* **Exercise**:
List each line of the material below that contains the string "instance". Matching is case-sensitive.
** BEGIN Data lines **
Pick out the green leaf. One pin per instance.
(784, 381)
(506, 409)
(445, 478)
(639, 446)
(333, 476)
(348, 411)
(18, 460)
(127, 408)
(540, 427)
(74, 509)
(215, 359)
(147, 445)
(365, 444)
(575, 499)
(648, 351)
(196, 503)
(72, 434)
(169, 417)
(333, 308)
** END Data lines **
* **Solution for this exercise**:
Pick out the green leaf. One pin per instance.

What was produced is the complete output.